Job: Copy the records again from the line containing "formatted as [73,36]." through the end of the records, both ends included and requests kept, adding -57 to every coordinate in the answers.

(Stored dataset items)
begin

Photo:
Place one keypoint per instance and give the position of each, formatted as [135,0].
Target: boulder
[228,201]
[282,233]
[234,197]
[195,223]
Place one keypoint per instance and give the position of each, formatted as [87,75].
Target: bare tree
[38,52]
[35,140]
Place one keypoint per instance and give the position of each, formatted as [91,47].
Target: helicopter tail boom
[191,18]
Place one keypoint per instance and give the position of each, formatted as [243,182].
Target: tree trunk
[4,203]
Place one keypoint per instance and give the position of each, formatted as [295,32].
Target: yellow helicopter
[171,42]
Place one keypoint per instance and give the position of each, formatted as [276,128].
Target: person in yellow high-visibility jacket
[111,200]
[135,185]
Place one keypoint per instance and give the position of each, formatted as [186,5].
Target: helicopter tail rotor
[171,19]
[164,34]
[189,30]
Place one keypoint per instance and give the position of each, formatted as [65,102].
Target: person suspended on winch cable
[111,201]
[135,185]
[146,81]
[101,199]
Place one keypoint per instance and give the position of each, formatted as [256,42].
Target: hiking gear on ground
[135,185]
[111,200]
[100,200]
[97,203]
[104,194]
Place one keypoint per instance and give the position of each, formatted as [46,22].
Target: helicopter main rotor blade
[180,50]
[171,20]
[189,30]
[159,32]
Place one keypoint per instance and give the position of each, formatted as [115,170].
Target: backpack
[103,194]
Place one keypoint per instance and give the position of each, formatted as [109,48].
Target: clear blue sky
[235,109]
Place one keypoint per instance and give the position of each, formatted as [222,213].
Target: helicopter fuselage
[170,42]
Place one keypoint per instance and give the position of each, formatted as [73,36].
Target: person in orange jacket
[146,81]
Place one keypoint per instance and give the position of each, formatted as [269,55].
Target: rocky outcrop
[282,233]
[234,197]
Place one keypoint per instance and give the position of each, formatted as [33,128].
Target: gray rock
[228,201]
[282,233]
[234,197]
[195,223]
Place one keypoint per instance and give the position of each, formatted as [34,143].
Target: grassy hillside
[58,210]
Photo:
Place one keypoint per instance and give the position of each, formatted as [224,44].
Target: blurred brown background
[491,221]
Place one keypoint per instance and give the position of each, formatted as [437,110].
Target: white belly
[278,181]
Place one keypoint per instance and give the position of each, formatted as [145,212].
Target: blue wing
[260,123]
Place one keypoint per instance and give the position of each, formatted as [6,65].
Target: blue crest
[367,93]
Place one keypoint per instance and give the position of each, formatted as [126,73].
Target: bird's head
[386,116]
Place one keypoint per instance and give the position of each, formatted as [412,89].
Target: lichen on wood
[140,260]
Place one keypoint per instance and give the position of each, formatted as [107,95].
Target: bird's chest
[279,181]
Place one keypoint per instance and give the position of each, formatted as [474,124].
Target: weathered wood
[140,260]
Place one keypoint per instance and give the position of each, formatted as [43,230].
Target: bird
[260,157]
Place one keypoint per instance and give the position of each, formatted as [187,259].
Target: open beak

end

Correct result:
Place one keypoint per instance and give the position of each, formatted as [73,36].
Target: person in orange jacket
[89,24]
Place one keypoint per instance and give the position of each, formatted as [269,55].
Target: rocky outcrop
[225,176]
[177,140]
Place one keypoint per instance and give the position of each, formatted as [33,128].
Target: gray rock
[171,144]
[225,176]
[177,140]
[138,166]
Place one keypoint per instance and give the position of each, formatted as [34,143].
Target: grassy hillside
[1,153]
Photo:
Place one keypoint per instance and give the position of each, formatted as [224,44].
Target: blurred brown background
[434,164]
Place one keypoint per instance and give the position of each, formatted as [437,110].
Target: white belly
[221,124]
Place one keypoint per instance and give the position of each, formatted as [145,212].
Target: blue wing
[203,66]
Place one keypoint per instance and give the position of each, formatted as [6,65].
Target: blue crest
[310,36]
Place one keypoint per instance and give the position of each, formatted as [126,73].
Target: bird's head
[329,59]
Place one keypoint per instance and give the position of each, formatted as [412,89].
Target: lichen on wood
[83,203]
Place one keypoint per instance and give the position of each, formatted as [107,95].
Target: bird's chest
[222,124]
Place one keypoint per instance and give the position of each, formatted as [474,124].
Target: weathered wood
[83,203]
Place one keypoint per instance and give the position of each, formatted as [43,230].
Target: bird
[203,100]
Place one keypoint per instance and give the position of each, formatted as [187,259].
Target: open beak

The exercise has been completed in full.